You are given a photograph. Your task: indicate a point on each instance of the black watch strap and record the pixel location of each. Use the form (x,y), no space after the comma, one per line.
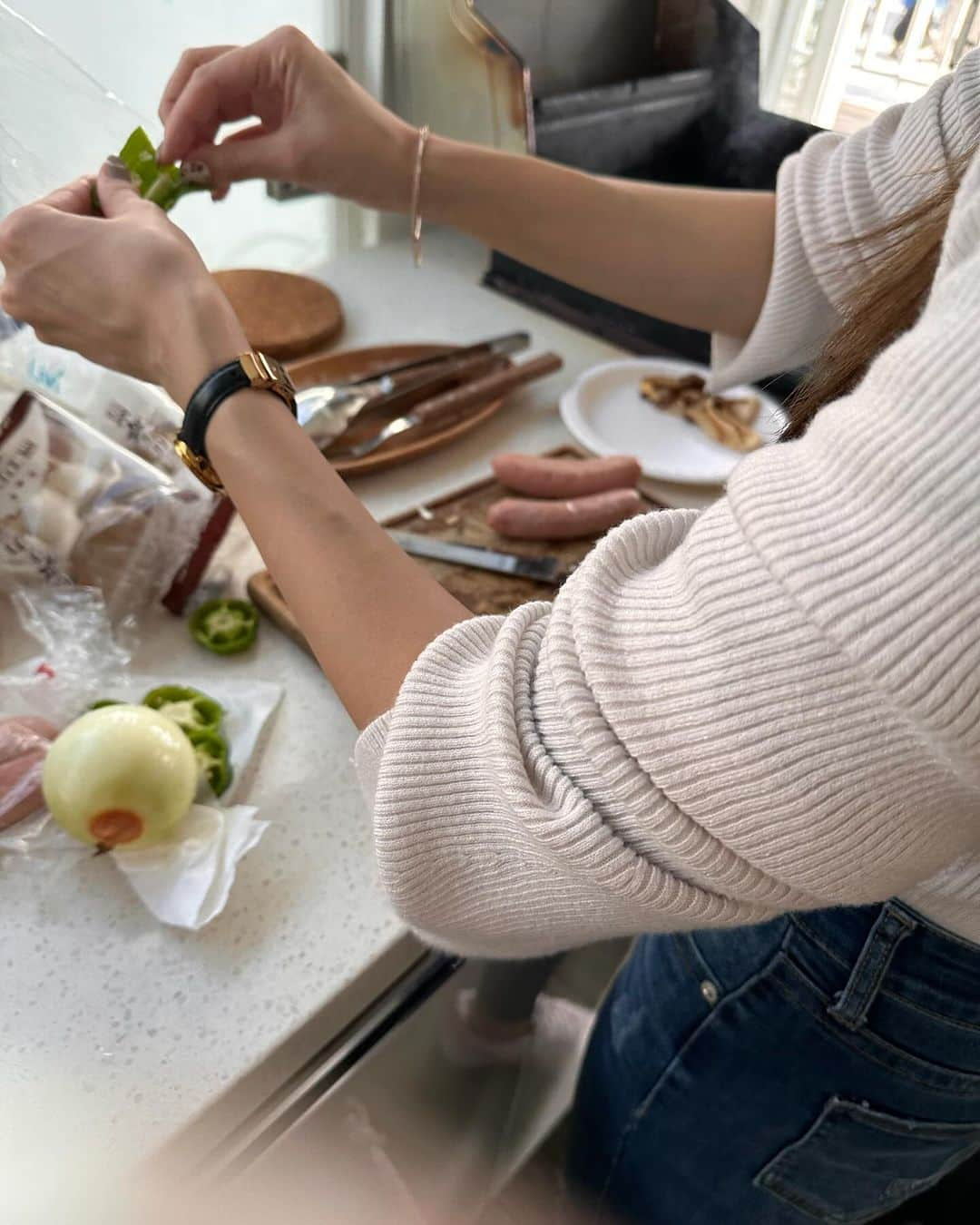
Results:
(251,369)
(207,399)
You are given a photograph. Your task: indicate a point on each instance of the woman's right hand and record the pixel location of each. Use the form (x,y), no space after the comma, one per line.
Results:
(316,128)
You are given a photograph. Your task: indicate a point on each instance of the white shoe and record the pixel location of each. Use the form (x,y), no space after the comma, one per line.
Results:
(559,1028)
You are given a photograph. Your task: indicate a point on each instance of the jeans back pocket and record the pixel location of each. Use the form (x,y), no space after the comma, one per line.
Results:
(855,1162)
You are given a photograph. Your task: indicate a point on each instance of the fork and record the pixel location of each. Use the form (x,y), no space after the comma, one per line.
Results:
(326,410)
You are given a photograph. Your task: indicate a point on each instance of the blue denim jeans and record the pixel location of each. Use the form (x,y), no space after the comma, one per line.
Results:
(822,1067)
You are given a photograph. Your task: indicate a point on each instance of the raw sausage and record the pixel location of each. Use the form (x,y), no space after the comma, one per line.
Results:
(24,746)
(532,520)
(543,476)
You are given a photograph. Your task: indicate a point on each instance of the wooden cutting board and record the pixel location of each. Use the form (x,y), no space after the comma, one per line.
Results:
(458,516)
(284,315)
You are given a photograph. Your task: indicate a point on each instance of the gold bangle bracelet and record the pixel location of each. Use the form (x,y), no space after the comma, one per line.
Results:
(416,196)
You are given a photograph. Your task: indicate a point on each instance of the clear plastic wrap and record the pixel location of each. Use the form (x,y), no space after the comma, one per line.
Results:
(56,122)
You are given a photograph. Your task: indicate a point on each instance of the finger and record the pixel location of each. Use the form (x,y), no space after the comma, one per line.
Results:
(217,92)
(190,60)
(115,188)
(74,198)
(251,153)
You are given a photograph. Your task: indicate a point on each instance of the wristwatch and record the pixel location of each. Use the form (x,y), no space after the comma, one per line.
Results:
(251,369)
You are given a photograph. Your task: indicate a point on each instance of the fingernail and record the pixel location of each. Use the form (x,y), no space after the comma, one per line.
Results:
(116,168)
(196,173)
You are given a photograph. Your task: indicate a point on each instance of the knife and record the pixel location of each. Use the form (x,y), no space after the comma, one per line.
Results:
(514,342)
(541,570)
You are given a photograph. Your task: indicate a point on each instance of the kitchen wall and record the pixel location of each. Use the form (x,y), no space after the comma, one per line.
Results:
(132,46)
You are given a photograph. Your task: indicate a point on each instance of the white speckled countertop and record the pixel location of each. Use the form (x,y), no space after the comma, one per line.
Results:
(167,1033)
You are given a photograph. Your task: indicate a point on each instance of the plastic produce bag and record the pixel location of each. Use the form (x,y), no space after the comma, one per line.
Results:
(184,882)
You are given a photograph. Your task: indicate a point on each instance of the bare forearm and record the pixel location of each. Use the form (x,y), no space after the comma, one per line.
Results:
(697,258)
(365,608)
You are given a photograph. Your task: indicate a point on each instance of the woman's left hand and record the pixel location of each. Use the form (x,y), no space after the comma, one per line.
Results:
(126,289)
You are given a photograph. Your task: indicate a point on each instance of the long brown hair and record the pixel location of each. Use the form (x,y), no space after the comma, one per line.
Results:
(898,275)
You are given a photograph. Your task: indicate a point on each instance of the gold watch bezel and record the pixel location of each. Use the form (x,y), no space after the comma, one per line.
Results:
(199,466)
(263,374)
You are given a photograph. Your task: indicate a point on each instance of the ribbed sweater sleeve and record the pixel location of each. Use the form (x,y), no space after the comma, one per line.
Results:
(835,192)
(772,706)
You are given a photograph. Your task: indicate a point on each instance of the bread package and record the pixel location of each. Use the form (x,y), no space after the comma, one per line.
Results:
(77,507)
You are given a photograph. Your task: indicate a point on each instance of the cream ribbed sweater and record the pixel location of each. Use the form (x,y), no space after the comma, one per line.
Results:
(770,706)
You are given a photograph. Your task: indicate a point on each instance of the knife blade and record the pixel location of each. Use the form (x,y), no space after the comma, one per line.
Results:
(542,570)
(514,342)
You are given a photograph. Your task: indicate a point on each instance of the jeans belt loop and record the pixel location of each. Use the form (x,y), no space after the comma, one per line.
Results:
(851,1004)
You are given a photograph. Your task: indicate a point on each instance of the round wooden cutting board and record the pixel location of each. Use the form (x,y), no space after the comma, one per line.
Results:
(284,315)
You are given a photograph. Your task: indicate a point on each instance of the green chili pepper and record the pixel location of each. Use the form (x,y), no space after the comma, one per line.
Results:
(224,626)
(211,750)
(162,184)
(189,708)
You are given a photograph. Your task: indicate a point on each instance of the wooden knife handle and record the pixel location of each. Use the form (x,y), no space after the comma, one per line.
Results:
(479,391)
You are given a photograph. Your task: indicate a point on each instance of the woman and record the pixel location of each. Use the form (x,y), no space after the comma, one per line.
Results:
(763,716)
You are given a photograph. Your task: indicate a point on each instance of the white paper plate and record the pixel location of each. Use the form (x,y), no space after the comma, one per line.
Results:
(606,414)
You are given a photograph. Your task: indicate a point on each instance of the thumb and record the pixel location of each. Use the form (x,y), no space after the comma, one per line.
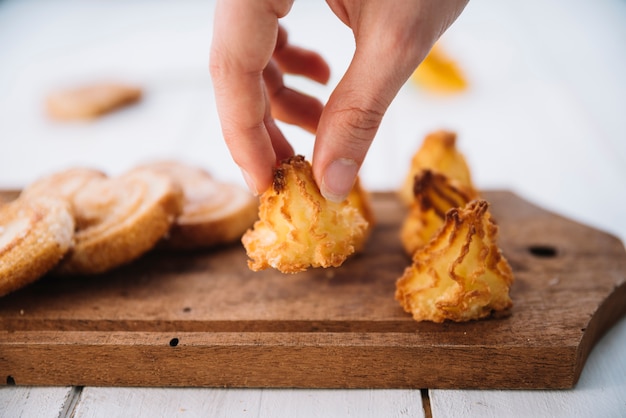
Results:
(351,118)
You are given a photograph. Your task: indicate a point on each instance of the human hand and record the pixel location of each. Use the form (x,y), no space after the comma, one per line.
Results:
(250,52)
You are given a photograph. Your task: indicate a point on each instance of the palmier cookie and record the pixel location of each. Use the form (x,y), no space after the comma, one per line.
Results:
(214,212)
(34,235)
(117,219)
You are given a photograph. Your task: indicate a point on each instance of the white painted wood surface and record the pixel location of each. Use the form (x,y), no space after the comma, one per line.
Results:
(41,402)
(600,392)
(544,117)
(235,403)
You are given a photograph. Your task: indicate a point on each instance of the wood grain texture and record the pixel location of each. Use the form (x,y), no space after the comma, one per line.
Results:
(204,319)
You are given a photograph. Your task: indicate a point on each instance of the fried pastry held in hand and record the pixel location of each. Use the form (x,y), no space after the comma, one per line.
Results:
(434,196)
(213,213)
(35,233)
(439,154)
(461,274)
(298,228)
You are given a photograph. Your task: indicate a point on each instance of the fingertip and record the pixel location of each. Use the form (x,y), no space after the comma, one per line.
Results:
(338,178)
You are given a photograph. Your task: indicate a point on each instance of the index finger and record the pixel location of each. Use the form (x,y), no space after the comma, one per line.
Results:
(244,37)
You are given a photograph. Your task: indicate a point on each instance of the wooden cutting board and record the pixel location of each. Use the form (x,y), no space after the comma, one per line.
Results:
(204,319)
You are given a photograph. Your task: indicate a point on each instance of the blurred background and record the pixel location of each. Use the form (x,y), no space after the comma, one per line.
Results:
(542,114)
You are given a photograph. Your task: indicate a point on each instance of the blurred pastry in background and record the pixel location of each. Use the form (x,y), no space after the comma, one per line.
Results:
(90,101)
(439,73)
(439,154)
(434,196)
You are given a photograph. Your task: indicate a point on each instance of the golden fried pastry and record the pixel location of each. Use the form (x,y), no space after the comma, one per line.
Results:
(461,274)
(438,73)
(298,228)
(117,219)
(434,195)
(360,199)
(34,235)
(90,101)
(439,154)
(213,212)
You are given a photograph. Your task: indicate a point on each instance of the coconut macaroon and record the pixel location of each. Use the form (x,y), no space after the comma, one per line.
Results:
(439,154)
(35,233)
(298,228)
(461,274)
(434,196)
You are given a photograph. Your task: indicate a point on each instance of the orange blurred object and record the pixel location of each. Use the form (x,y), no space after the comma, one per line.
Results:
(438,73)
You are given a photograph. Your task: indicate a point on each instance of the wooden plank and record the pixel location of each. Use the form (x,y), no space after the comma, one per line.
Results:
(43,402)
(312,403)
(204,319)
(599,393)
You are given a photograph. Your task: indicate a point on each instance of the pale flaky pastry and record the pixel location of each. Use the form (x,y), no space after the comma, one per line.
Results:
(298,228)
(439,154)
(213,213)
(35,233)
(65,184)
(434,196)
(90,101)
(461,274)
(117,218)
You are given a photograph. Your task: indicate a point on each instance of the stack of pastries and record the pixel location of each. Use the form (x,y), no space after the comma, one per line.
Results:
(81,221)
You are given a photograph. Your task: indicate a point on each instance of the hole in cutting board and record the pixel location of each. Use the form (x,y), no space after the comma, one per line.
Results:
(544,251)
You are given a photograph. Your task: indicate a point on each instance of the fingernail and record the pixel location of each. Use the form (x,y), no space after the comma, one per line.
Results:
(338,179)
(251,184)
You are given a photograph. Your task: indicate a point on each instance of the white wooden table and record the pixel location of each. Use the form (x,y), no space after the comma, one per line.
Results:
(544,117)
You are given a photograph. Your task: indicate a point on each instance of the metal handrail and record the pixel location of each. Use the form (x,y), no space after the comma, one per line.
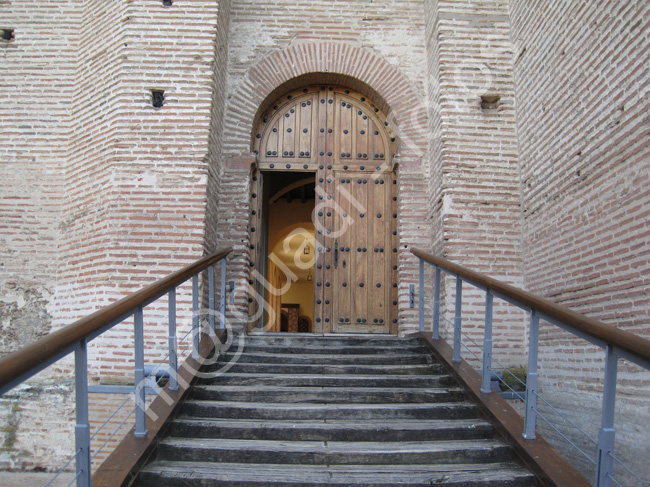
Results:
(617,343)
(22,364)
(26,362)
(610,335)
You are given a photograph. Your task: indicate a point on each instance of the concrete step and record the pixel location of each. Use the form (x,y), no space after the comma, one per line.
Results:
(312,430)
(184,474)
(393,358)
(327,380)
(333,453)
(256,368)
(306,411)
(328,395)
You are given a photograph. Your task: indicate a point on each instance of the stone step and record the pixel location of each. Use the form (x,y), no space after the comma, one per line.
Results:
(330,395)
(184,474)
(394,358)
(311,430)
(255,368)
(306,411)
(325,380)
(333,453)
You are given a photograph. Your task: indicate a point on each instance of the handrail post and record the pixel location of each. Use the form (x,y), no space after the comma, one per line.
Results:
(196,332)
(487,344)
(211,299)
(421,303)
(458,319)
(82,427)
(435,327)
(140,388)
(173,354)
(530,420)
(222,304)
(607,433)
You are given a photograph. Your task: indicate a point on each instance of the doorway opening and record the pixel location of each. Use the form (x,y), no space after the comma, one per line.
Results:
(333,148)
(289,200)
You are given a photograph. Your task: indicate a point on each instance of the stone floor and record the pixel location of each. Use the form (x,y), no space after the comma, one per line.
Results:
(33,479)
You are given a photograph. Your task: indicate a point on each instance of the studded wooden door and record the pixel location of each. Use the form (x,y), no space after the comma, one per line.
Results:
(346,141)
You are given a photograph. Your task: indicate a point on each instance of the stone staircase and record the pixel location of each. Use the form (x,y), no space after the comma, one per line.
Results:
(302,410)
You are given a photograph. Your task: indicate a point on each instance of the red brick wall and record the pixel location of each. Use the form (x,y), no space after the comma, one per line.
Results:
(378,47)
(582,97)
(101,193)
(137,175)
(474,176)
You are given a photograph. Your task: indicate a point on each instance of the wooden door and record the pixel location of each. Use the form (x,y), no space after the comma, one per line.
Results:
(346,140)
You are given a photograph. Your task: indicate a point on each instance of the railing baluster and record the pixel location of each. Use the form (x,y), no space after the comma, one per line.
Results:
(487,344)
(211,299)
(173,355)
(435,327)
(222,304)
(421,295)
(530,421)
(196,332)
(140,388)
(607,433)
(82,428)
(458,319)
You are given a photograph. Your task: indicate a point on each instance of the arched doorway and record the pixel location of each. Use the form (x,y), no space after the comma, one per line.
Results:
(343,141)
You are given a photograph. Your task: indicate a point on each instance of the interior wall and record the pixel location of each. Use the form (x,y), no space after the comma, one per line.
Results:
(583,99)
(36,90)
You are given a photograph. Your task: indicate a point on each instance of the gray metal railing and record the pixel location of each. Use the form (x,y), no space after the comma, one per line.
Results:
(617,344)
(19,366)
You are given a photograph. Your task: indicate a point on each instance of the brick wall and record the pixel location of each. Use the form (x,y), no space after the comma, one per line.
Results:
(36,88)
(474,174)
(137,178)
(102,193)
(583,93)
(376,48)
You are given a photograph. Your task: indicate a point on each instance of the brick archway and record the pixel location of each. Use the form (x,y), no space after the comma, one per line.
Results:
(331,63)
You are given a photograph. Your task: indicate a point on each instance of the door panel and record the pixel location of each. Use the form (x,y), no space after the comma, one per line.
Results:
(348,142)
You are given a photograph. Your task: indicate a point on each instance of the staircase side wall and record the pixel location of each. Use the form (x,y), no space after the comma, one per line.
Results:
(583,104)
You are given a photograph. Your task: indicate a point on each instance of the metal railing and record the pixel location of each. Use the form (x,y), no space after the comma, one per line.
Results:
(19,366)
(616,342)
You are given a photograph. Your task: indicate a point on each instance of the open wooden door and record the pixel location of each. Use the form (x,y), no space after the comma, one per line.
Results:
(347,140)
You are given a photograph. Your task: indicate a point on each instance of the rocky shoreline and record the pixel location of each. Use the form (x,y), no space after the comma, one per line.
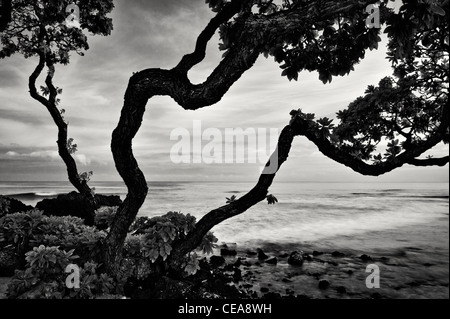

☆ ☆ ☆

:: Task brief ::
For the records above, state the number of lines that contain "doorway", and provide nothing further.

:: Solution to this task ::
2